┏━━

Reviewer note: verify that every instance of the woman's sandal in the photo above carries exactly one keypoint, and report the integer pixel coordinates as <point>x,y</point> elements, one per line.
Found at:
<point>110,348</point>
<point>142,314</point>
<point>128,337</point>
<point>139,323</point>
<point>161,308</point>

┗━━

▸ **Exercise prompt**
Please rewrite the entries above with "sandal" changed to "shoe", leaving everything else the same.

▸ **Response**
Reviewer note: verify that every instance of the woman's shoe in the photo above carries exactly one keypoint, and report the integer pixel coordinates as <point>x,y</point> elements, one per line.
Found at:
<point>110,348</point>
<point>142,314</point>
<point>128,337</point>
<point>139,323</point>
<point>161,308</point>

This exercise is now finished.